#### [To be done]
Rewrite the section of the items below that begins with the line containing "out-of-focus grass — bbox?" and ends with the line containing "top-left (0, 19), bottom-right (590, 331)", both lines included, as a JSON list of strings with one string per line and blank lines omitted.

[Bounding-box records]
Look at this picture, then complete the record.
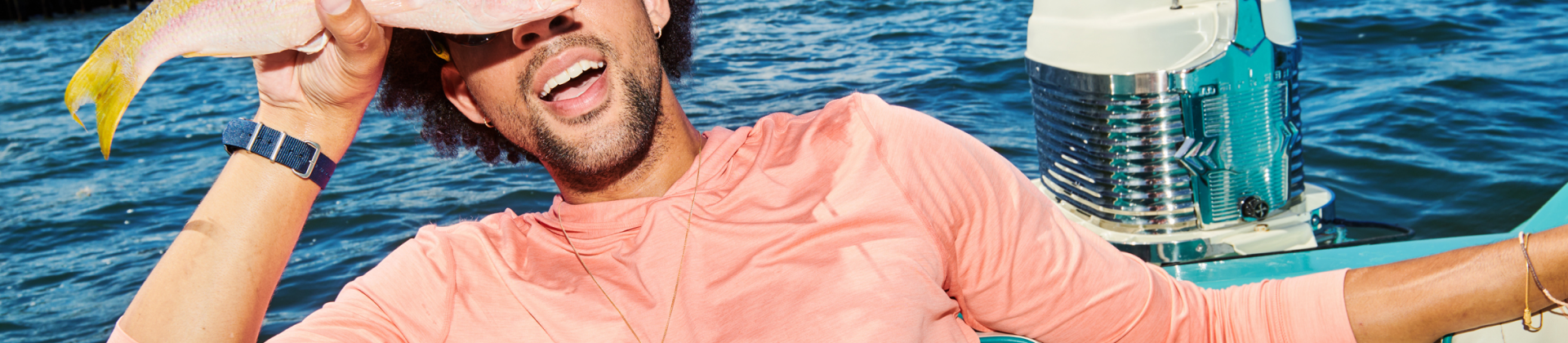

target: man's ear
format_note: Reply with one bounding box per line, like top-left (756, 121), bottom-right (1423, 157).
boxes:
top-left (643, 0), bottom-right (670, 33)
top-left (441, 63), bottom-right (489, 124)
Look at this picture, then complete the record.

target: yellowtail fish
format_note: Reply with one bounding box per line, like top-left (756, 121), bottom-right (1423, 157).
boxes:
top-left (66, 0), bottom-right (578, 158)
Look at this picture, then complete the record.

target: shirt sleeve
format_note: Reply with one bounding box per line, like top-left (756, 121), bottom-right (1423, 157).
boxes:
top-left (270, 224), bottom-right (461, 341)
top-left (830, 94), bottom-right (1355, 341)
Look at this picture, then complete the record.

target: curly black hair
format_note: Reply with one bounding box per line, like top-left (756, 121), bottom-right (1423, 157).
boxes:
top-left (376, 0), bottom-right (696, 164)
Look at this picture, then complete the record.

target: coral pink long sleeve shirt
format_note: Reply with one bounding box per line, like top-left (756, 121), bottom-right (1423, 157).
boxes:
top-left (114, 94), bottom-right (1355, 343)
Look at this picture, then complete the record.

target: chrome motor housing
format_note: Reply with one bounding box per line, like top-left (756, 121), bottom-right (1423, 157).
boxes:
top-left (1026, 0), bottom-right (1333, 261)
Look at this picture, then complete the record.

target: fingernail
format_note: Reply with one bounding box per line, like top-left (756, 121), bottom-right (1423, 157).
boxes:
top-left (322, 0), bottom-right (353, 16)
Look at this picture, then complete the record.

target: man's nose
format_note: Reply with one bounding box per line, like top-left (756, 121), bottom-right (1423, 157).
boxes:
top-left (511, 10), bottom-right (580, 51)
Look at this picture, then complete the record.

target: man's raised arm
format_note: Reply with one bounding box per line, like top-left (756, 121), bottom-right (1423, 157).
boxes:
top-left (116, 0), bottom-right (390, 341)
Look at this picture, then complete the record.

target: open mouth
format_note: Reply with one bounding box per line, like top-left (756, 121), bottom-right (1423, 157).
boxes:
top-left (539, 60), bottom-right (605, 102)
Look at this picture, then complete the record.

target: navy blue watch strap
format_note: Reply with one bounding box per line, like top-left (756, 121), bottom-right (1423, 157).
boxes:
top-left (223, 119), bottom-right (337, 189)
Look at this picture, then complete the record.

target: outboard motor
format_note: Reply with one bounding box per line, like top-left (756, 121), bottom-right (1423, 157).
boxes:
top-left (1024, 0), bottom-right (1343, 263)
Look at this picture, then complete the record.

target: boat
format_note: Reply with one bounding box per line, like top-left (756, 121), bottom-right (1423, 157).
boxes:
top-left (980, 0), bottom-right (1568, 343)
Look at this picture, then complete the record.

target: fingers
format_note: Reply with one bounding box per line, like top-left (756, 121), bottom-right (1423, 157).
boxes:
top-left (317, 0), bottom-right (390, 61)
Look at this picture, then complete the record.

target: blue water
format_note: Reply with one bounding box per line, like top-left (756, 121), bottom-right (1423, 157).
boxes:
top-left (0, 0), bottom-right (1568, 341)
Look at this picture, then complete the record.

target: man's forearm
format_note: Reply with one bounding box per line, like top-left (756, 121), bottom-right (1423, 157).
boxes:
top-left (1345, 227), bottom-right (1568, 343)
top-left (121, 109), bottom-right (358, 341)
---
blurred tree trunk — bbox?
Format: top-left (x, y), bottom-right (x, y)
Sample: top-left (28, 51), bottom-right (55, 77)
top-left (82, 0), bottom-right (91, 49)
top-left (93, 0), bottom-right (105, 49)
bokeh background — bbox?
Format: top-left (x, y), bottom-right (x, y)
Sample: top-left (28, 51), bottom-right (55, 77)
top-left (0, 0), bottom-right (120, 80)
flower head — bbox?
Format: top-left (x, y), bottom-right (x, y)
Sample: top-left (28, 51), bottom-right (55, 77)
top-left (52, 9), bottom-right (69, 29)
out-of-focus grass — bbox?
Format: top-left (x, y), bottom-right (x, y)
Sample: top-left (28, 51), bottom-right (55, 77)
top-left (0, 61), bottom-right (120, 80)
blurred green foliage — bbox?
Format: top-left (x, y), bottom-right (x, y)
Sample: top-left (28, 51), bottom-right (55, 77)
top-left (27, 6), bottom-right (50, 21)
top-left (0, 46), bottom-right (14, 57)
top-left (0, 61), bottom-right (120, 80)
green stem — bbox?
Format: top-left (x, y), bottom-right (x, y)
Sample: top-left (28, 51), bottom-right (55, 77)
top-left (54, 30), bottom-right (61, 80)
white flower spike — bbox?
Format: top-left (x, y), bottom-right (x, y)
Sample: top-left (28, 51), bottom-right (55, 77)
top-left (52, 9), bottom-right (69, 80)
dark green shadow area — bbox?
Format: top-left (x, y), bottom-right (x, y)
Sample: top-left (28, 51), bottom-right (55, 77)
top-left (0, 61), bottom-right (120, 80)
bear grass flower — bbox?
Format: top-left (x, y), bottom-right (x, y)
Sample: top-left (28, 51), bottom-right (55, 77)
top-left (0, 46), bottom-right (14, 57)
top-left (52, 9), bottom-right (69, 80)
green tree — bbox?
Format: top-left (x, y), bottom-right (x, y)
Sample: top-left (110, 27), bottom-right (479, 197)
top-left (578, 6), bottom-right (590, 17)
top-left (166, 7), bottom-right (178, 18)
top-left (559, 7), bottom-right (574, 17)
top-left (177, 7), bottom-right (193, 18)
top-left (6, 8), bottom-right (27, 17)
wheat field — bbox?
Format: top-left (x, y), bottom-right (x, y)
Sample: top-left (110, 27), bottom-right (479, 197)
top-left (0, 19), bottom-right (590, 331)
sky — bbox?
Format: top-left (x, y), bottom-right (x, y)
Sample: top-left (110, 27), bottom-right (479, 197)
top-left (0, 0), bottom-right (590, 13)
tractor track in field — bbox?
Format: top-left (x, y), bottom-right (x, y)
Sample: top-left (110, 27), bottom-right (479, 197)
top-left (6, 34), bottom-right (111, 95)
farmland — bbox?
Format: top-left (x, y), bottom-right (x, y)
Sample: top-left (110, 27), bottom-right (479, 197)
...
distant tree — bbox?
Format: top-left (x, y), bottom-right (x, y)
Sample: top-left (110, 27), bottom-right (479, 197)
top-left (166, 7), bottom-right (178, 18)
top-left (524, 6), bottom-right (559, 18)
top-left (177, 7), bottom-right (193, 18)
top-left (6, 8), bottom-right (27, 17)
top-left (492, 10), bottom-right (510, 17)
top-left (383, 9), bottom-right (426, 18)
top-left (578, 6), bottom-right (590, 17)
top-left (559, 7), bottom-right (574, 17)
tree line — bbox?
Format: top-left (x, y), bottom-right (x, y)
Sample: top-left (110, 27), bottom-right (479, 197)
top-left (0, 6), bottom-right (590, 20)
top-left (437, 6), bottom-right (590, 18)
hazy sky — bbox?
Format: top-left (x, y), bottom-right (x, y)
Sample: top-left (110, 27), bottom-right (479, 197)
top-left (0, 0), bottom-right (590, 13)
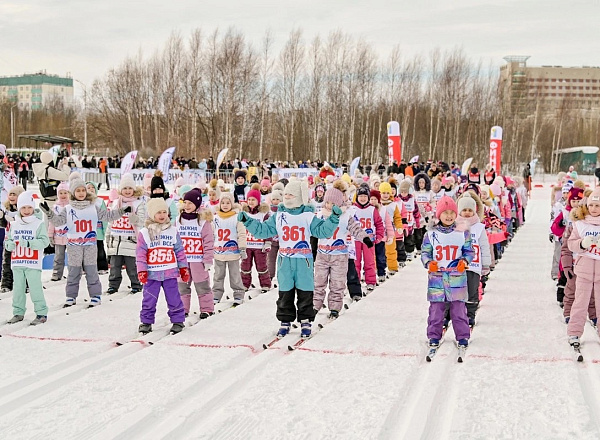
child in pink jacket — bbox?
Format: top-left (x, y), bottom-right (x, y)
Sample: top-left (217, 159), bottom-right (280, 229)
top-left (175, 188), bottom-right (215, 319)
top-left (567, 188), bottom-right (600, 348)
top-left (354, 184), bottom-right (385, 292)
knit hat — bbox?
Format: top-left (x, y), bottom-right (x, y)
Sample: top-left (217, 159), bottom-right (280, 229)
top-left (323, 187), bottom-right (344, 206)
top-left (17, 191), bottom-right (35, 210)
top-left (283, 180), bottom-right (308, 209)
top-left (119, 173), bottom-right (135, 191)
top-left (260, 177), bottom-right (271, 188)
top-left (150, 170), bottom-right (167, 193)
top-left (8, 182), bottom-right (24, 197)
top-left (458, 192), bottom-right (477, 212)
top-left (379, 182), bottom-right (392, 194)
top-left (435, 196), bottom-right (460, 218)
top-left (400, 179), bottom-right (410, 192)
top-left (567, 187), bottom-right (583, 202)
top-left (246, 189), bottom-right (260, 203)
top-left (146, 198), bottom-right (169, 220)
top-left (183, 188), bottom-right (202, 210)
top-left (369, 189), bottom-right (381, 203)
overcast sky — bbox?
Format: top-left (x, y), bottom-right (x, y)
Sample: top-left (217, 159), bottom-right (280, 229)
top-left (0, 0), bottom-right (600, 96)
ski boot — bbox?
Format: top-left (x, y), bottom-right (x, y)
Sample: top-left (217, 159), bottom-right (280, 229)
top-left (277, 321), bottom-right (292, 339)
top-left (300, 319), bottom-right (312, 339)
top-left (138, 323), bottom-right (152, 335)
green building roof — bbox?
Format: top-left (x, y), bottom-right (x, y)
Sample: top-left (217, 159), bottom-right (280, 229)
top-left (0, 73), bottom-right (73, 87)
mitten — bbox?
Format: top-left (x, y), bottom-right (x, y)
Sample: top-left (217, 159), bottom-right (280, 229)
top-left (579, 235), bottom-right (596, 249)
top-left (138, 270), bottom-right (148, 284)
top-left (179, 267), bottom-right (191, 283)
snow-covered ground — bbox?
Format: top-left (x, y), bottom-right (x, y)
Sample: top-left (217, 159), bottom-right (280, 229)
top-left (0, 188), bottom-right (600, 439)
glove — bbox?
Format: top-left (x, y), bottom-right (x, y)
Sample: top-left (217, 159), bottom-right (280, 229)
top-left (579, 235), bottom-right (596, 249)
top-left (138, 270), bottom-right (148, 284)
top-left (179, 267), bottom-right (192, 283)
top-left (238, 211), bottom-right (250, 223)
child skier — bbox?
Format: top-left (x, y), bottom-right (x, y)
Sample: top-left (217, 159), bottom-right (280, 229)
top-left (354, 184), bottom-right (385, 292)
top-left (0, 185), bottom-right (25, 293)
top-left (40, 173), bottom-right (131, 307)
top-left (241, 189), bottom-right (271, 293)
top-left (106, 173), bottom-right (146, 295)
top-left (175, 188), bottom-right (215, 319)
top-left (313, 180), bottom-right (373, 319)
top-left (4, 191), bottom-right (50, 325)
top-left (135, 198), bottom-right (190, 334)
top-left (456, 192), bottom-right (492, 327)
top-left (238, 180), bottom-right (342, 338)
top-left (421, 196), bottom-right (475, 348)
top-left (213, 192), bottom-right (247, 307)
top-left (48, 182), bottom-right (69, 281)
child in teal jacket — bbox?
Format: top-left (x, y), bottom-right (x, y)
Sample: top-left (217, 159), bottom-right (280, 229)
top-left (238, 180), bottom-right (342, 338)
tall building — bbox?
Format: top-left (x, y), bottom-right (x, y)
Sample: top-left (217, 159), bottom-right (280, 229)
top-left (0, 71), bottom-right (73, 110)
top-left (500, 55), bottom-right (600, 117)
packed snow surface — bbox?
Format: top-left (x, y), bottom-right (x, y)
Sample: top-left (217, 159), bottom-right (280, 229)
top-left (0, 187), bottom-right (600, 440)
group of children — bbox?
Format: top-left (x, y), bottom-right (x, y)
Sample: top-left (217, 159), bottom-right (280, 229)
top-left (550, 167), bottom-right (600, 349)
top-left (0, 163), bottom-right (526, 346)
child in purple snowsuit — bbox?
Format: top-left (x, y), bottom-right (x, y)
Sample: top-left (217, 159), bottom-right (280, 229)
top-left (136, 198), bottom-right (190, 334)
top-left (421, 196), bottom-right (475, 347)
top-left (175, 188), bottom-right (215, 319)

#### [Solution to this problem]
[
  "out-of-focus grass — bbox?",
  "Format: top-left (x, y), bottom-right (x, y)",
  "Sample: top-left (28, 51), bottom-right (55, 77)",
  "top-left (0, 61), bottom-right (120, 80)",
  "blurred green foliage — bbox?",
  "Format: top-left (x, y), bottom-right (x, y)",
  "Sample: top-left (28, 51), bottom-right (55, 77)",
  "top-left (27, 6), bottom-right (50, 21)",
  "top-left (0, 46), bottom-right (14, 57)",
  "top-left (0, 61), bottom-right (120, 80)",
  "green stem — bbox?",
  "Format: top-left (x, y), bottom-right (x, y)",
  "Sample: top-left (28, 51), bottom-right (55, 77)",
  "top-left (54, 30), bottom-right (61, 80)",
  "white flower spike — bbox?",
  "Format: top-left (x, y), bottom-right (x, y)",
  "Sample: top-left (28, 51), bottom-right (55, 77)",
  "top-left (52, 9), bottom-right (69, 80)",
  "dark green shadow area — bbox?",
  "Format: top-left (x, y), bottom-right (x, y)",
  "Sample: top-left (28, 51), bottom-right (55, 77)",
  "top-left (0, 61), bottom-right (120, 80)",
  "bear grass flower — bbox?",
  "Format: top-left (x, y), bottom-right (x, y)",
  "Sample: top-left (28, 51), bottom-right (55, 77)",
  "top-left (0, 46), bottom-right (14, 57)",
  "top-left (52, 9), bottom-right (69, 80)",
  "green tree — bbox?",
  "Format: top-left (x, y), bottom-right (x, y)",
  "Sample: top-left (110, 27), bottom-right (479, 197)",
  "top-left (578, 6), bottom-right (590, 17)",
  "top-left (166, 7), bottom-right (178, 18)",
  "top-left (559, 7), bottom-right (574, 17)",
  "top-left (177, 7), bottom-right (193, 18)",
  "top-left (6, 8), bottom-right (27, 17)",
  "wheat field — bbox?",
  "Format: top-left (x, y), bottom-right (x, y)",
  "Sample: top-left (110, 27), bottom-right (479, 197)",
  "top-left (0, 19), bottom-right (590, 331)"
]